*** Begin section ***

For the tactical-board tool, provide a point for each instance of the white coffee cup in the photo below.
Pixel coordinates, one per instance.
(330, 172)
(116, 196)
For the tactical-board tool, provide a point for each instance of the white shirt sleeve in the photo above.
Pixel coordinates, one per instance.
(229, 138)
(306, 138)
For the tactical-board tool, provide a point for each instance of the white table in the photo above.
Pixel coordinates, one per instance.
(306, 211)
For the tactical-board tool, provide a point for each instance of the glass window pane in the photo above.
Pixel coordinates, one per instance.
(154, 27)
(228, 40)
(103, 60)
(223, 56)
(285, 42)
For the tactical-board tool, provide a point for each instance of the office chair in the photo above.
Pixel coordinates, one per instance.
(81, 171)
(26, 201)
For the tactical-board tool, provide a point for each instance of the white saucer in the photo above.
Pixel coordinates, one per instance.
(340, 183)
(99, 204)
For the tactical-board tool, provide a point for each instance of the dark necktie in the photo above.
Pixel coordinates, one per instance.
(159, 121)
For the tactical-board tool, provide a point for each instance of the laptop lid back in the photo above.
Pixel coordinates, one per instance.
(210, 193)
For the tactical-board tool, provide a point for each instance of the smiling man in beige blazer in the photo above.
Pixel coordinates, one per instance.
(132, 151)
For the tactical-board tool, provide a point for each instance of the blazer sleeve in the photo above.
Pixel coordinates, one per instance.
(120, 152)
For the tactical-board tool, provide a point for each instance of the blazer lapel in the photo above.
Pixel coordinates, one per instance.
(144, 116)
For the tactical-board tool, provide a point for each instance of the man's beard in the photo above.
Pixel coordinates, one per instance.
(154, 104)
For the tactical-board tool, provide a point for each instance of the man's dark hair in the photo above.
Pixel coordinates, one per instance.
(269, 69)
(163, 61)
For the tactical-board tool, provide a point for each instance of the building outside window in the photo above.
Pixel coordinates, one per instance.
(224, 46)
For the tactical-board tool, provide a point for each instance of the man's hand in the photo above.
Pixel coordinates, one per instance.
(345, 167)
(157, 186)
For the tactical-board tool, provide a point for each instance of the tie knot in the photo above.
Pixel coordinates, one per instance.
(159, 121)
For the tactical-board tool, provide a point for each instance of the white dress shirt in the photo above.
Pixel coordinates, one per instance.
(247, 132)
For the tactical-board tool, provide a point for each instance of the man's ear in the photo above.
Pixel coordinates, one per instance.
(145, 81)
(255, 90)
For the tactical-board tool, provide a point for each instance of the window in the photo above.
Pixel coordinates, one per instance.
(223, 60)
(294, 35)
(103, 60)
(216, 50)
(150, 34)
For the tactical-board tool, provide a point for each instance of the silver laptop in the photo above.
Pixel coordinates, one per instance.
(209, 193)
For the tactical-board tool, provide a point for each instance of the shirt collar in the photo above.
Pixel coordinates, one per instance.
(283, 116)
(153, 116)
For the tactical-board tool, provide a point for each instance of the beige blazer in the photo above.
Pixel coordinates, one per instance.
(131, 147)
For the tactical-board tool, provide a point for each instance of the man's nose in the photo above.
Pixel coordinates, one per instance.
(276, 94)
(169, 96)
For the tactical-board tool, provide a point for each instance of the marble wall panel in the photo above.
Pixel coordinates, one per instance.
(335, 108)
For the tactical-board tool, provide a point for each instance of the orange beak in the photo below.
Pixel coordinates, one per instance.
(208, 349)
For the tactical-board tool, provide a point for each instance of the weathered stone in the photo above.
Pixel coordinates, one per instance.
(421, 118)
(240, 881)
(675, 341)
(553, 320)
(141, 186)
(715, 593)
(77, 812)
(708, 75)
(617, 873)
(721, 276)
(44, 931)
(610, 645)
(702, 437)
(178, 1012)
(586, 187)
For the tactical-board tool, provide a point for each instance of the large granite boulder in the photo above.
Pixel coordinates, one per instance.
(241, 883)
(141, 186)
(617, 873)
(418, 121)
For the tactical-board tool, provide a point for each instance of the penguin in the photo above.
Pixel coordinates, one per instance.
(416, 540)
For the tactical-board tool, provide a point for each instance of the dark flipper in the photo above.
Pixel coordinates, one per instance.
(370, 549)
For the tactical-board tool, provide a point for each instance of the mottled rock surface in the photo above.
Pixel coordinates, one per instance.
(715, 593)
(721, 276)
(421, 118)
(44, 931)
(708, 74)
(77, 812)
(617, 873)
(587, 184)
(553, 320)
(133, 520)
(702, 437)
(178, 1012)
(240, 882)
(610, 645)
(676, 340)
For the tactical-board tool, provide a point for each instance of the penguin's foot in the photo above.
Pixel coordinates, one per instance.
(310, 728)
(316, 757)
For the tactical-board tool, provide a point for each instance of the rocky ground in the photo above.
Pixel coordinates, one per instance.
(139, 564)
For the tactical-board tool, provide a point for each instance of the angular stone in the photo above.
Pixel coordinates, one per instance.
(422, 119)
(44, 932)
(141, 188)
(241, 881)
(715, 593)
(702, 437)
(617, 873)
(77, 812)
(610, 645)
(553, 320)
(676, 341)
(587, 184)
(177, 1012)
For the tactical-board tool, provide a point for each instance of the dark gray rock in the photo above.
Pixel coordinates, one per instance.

*** End section ***

**Problem requirements:** Faithfully reproduce all of the material.

**Solution below:**
For the tactical-board tool, provide a point for each instance of the white coffee cup in the photo below.
Pixel coordinates, one per instance.
(330, 172)
(116, 196)
For the tactical-board tool, provide a point for each instance of the white shirt sleeve in the photo above.
Pixel coordinates, one per instance.
(229, 138)
(306, 138)
For the tactical-board tool, provide a point for each instance of the white table in the photo above.
Pixel coordinates, one per instance.
(306, 211)
For the tactical-board tool, provide a point for each instance of the glass window pane in the photo above.
Pixel coordinates, one per instance.
(154, 27)
(228, 40)
(103, 60)
(223, 56)
(285, 42)
For the tactical-board tool, provide a point for each instance of the office chair in the photo above.
Pixel coordinates, one per instance.
(81, 171)
(26, 201)
For the tactical-board tool, provide a point for each instance of the white saucer in the photo above.
Pixel coordinates, one per instance.
(340, 183)
(99, 204)
For the tactical-board tool, provide a point for each instance of the dark necktie in the photo above.
Pixel coordinates, one per instance.
(159, 121)
For the tactical-board tool, provide a point for each instance of the laptop lid back in the photo above.
Pixel coordinates, one per instance.
(210, 193)
For the tactical-board tool, provide a point for each instance of the smiling man in beige blazer in the photo above.
Pixel coordinates, one per instance.
(132, 151)
For the tactical-board tool, provide a point for each instance of the blazer sleeve in the photo above.
Pixel coordinates, one per instance.
(120, 152)
For the tactical-board tool, provide a point for each instance of the blazer lapel in the photo above.
Pixel coordinates, one per instance.
(144, 116)
For the tactical-board tool, provide a point for each instance of the man's beard in the photo above.
Pixel coordinates, one per instance.
(154, 104)
For the tactical-board tool, provide a point for each instance of the man's dark hair in the photo above.
Pixel coordinates, one per instance.
(269, 69)
(163, 61)
For the tactical-board tool, provide a point for each instance of the building outside window in the photo above.
Pixel coordinates, one per instance.
(224, 46)
For the tactical-board tool, provide a point for each instance of the man's hand in the photo above.
Pixel coordinates, one per instance.
(345, 167)
(157, 186)
For the tactical-board tool, provide a point for each instance of the tie knot in the photo above.
Pixel coordinates, one per instance.
(159, 121)
For the tactical-board tool, provide a point for each instance of the white dress shirt in the photo above.
Pixel coordinates, one per instance.
(247, 132)
For the tactical-board tool, provide a point for each instance of the man's ear in the photo above.
Pixel coordinates, one per instance.
(145, 81)
(255, 90)
For the tactical-board tool, provide a point for each instance of the window in the photo above.
Pixel coordinates, one per instance.
(223, 60)
(294, 35)
(103, 60)
(216, 50)
(150, 34)
For the tactical-board tool, provide a point for each instance of the silver laptop in the photo above.
Pixel coordinates, one per instance.
(209, 193)
For the tactical-board tool, provide a point for each instance of the shirt collar in the photo above.
Pixel coordinates, one per instance.
(283, 116)
(153, 116)
For the tactical-board tool, provide a point for each instance of the beige blazer in the photo above.
Pixel coordinates, one per instance.
(131, 147)
For the tactical-board tool, provide a point for each instance of the man's nose in the photo above.
Pixel coordinates, one per instance.
(276, 94)
(169, 96)
For the tactical-board tool, provide a point for each instance of the marble wall panel in the photo above.
Pixel coordinates, one per instance.
(335, 108)
For the tactical-board tool, provide a point for each instance of the orange beak in the photo below.
Pixel coordinates, one per instance.
(208, 349)
For the tactical-board tool, provide a point for each instance of the weathered stone in the photo above.
Pixel coordinates, one per instance.
(421, 118)
(240, 881)
(675, 341)
(553, 320)
(141, 186)
(715, 593)
(77, 812)
(708, 75)
(617, 873)
(721, 276)
(44, 931)
(610, 645)
(702, 437)
(178, 1012)
(586, 187)
For the tactical-board tool, provide a point for each instance of the large granite boulder in the photo above.
Pixel coordinates, one per instance.
(241, 883)
(141, 186)
(617, 873)
(418, 121)
For the tactical-board tool, provide a point for each instance of the penguin in the photo above.
Pixel coordinates, one per instance.
(416, 540)
For the tactical-board tool, provide a point for each instance of the dark flipper in the photo above.
Pixel coordinates, one per instance.
(370, 549)
For the tactical-board tool, provide a point for each instance of the mottled rock surface in the photo above.
Pixel coordinates, one per instance.
(715, 593)
(721, 276)
(421, 118)
(44, 931)
(708, 74)
(77, 812)
(617, 873)
(587, 184)
(553, 320)
(133, 520)
(702, 437)
(178, 1012)
(240, 882)
(610, 645)
(676, 340)
For the tactical-board tool, provide a point for each instance of the penguin's foot in the photo above.
Pixel coordinates, one per instance.
(310, 728)
(316, 757)
For the tactical-board tool, provide a point for each instance of the rocky ground in the photo above.
Pixel coordinates, one per instance.
(139, 564)
For the tactical-board tool, provide a point for each instance of the angular stone in the photo above.
Pixel coordinates, one per instance.
(422, 119)
(44, 932)
(141, 188)
(241, 881)
(715, 593)
(702, 437)
(617, 873)
(77, 812)
(610, 645)
(553, 320)
(676, 341)
(587, 184)
(177, 1012)
For the tactical-board tool, provide a point for each instance of the dark gray rock in the photo above.
Pixel coordinates, one per instance.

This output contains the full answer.